** BEGIN **
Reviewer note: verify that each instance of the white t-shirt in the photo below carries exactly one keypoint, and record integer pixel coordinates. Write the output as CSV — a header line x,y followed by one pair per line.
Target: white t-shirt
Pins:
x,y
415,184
** END **
_To do_
Could you copy all the material above, keeping every line and character unchanged?

_Result for this exercise_
Reviewer note: verify that each instance of the white t-shirt in the photo below carries exactly one keypoint, and record integer pixel coordinates. Write the output as CSV — a header line x,y followed by one pair per line.
Target: white t-shirt
Pins:
x,y
415,184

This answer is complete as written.